**How to complete this task**
Report each line from the records where the string "rose" turns up.
[[ Dataset records, beginning ]]
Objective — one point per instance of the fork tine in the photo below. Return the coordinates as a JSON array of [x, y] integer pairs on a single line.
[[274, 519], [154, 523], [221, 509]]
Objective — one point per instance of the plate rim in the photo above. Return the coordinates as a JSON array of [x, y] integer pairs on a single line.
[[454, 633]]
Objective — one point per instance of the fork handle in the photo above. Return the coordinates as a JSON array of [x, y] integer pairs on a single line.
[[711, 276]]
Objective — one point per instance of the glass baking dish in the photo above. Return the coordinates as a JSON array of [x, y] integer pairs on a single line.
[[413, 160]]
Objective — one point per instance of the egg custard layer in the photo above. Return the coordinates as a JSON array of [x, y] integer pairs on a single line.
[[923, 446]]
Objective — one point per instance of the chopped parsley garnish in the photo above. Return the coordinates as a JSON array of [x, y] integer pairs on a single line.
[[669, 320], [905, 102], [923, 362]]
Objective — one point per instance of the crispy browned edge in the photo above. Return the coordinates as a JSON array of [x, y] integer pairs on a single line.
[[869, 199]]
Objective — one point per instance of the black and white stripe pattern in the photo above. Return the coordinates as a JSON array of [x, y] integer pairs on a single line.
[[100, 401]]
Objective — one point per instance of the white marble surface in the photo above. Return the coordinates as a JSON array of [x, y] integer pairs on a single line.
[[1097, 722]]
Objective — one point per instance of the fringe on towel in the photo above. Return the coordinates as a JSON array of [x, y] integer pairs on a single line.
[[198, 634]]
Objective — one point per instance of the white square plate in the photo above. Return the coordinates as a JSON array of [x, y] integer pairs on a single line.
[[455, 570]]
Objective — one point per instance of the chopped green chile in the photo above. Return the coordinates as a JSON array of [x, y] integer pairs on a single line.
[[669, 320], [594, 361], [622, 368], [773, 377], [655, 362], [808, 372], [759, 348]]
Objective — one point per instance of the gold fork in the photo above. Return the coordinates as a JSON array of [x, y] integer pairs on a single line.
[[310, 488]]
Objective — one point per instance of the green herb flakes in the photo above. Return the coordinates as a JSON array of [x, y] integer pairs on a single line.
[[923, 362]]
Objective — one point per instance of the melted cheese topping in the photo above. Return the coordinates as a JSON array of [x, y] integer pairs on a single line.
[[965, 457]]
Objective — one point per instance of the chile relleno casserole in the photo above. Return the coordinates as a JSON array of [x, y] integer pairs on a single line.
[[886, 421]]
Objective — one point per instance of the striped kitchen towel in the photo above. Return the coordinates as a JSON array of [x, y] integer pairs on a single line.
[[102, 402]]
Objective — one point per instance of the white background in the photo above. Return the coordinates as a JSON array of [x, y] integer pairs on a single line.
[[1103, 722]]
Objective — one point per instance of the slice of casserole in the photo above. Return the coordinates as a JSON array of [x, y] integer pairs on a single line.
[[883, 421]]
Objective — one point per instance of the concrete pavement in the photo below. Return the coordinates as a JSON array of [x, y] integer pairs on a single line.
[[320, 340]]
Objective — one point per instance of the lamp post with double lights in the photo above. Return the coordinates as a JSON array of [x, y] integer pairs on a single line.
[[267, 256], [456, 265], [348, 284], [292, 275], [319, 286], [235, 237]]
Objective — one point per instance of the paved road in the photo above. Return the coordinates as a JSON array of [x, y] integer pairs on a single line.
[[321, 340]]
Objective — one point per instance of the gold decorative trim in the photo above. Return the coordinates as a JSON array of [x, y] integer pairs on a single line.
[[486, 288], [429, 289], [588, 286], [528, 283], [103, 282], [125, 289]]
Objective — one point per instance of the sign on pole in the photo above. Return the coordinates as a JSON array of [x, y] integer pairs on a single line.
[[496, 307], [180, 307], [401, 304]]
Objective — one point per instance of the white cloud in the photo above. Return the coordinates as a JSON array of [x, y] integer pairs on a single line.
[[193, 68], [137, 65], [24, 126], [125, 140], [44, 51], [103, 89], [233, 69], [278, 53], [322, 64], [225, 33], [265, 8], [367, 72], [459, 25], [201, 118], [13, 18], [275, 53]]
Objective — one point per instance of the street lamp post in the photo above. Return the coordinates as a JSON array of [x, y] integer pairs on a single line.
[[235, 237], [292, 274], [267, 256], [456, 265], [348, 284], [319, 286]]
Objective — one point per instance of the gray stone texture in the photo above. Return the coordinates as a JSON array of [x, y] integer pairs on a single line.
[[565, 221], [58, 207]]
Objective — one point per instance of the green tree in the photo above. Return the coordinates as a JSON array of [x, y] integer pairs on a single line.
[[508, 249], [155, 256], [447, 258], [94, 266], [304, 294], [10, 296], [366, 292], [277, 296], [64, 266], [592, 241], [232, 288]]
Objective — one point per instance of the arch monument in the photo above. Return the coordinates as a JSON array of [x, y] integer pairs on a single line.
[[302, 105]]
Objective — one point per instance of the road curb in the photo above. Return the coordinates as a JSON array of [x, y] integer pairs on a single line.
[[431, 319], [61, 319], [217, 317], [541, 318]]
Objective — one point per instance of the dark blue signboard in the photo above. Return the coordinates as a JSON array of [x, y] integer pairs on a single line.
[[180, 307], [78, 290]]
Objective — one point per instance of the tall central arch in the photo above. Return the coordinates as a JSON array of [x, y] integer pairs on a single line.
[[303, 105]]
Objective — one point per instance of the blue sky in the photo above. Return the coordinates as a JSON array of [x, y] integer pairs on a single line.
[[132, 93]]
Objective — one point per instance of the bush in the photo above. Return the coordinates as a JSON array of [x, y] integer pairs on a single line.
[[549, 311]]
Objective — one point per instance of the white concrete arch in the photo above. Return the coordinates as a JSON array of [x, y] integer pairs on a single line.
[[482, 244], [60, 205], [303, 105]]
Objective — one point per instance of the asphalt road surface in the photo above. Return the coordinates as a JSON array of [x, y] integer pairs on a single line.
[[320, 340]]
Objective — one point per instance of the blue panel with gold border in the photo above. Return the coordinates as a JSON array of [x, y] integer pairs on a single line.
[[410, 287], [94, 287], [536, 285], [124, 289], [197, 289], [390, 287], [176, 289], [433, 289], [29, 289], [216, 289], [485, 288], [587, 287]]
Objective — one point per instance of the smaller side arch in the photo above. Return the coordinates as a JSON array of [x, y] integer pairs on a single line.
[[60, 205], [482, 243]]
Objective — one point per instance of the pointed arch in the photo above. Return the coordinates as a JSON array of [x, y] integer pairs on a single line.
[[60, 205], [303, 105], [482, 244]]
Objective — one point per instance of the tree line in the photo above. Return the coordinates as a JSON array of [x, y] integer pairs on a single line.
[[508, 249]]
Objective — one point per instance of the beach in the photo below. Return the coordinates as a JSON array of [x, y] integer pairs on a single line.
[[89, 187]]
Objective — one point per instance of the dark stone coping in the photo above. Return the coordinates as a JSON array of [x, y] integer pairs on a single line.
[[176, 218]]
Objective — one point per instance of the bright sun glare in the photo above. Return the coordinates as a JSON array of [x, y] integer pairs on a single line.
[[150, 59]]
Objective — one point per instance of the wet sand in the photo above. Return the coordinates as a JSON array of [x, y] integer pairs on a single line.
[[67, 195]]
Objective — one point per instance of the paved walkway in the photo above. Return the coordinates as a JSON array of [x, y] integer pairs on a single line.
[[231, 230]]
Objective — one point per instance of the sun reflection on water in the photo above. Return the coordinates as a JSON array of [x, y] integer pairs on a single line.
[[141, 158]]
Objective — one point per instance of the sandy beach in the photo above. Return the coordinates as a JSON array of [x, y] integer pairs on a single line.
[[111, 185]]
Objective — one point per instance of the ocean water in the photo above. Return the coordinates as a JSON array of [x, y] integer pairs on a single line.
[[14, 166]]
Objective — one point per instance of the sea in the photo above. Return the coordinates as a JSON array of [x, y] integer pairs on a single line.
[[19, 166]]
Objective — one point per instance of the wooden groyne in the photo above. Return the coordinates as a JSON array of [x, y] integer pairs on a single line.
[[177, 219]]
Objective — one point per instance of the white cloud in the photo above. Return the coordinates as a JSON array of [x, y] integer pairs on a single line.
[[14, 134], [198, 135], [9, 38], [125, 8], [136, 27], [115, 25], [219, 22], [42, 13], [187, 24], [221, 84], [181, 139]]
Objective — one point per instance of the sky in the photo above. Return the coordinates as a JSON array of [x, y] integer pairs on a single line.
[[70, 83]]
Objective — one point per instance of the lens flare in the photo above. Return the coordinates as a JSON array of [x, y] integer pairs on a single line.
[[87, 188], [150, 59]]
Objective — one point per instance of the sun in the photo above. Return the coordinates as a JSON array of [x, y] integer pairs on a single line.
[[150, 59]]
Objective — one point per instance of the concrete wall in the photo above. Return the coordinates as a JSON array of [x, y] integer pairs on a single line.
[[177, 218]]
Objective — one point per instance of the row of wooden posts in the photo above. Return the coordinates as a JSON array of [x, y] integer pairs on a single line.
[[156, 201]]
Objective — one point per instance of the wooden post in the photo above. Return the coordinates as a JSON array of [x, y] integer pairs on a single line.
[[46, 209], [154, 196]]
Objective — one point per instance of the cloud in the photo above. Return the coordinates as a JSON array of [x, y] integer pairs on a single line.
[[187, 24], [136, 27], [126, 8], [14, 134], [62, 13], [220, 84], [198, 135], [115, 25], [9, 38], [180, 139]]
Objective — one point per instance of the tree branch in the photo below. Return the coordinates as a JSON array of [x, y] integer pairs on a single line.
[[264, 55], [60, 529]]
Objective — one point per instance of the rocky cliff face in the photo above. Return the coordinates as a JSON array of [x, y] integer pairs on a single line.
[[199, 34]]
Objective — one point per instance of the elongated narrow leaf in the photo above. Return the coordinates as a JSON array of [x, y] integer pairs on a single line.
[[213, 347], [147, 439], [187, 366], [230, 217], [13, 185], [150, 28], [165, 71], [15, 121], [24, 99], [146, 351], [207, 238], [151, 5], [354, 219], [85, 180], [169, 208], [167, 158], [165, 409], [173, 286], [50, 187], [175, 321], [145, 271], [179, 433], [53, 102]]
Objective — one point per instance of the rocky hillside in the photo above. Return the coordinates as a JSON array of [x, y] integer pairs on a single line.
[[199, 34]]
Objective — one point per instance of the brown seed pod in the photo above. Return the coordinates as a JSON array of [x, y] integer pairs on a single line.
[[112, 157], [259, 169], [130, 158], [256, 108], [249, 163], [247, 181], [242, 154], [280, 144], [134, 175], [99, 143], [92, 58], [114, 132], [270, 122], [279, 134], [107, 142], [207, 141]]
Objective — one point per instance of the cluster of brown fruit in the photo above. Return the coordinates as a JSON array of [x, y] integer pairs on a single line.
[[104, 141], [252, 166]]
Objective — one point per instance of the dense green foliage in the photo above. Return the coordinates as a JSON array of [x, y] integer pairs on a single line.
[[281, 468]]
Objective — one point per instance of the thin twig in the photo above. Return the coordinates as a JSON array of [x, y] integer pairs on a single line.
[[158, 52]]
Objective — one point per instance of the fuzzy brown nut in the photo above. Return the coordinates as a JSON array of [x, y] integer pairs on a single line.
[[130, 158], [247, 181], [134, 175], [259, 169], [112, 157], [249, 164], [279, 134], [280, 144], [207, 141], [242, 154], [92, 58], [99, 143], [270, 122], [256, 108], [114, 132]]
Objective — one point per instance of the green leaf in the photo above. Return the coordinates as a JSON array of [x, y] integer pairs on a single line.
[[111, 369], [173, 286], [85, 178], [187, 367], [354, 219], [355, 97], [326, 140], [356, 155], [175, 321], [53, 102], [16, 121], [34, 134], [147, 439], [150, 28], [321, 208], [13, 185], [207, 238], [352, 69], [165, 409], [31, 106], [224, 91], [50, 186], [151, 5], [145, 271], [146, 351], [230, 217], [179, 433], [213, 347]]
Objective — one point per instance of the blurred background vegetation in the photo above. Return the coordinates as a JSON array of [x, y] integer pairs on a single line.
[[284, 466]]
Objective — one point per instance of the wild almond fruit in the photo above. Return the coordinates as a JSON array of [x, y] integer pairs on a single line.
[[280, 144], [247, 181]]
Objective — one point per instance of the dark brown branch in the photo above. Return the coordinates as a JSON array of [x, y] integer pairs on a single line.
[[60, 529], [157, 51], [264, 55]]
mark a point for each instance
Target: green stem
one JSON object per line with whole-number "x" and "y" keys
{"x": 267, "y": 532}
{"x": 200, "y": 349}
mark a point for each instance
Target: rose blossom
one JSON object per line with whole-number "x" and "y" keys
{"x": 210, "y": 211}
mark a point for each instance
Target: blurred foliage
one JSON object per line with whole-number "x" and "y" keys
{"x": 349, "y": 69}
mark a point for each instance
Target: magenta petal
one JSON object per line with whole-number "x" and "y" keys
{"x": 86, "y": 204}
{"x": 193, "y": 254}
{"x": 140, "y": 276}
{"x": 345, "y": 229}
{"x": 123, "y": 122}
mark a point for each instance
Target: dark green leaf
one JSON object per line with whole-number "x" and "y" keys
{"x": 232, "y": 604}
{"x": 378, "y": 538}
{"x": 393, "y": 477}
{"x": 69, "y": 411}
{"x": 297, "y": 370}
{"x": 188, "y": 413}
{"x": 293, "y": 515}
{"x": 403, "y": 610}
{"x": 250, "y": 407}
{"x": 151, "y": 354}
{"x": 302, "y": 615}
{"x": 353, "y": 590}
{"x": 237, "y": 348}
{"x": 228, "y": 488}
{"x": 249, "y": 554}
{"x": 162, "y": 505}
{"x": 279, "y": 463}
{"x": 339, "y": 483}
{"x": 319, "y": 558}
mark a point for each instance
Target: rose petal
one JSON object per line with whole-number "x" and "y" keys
[[ Dataset records, end ]]
**Solved exercise**
Target: rose blossom
Target: rose petal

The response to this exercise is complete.